• _Problem details_
From the records that follow, copy every line that contains the word "striped".

• _Source data_
╭──
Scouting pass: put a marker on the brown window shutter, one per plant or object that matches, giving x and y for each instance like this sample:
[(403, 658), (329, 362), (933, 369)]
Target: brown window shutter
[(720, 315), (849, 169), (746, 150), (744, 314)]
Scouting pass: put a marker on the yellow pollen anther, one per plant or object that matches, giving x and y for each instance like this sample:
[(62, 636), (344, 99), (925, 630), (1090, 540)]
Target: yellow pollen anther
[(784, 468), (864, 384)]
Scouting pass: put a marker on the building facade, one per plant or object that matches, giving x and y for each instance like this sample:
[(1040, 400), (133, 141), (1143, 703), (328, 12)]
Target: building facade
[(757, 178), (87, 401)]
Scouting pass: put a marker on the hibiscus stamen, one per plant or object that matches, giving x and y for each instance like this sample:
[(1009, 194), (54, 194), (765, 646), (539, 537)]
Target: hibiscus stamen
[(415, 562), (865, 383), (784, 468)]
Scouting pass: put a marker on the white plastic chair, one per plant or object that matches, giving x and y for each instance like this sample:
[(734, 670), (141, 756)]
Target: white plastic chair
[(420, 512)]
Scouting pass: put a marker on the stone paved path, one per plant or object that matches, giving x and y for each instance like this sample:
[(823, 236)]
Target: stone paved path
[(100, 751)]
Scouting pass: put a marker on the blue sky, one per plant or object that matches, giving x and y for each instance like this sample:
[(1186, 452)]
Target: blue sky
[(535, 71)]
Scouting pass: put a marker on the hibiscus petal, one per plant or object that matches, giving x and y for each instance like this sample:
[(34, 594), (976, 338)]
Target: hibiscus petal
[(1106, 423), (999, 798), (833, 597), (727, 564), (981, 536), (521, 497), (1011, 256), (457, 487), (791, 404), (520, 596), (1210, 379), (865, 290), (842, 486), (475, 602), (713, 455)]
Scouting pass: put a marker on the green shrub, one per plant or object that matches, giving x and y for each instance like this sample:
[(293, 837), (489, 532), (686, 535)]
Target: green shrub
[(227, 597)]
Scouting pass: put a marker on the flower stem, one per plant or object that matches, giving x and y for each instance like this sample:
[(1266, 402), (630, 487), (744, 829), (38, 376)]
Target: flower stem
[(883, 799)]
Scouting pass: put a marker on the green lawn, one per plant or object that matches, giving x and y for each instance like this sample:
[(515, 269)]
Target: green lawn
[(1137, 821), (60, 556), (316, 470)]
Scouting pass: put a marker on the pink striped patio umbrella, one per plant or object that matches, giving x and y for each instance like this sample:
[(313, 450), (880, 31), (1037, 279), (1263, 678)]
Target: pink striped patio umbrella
╰──
• _Response to the exercise_
Scouting pass: put a marker on the pink striped patio umbrella, one per plant or object that matches, giving x and y for each instance like this sample:
Target: pink striped patio umbrella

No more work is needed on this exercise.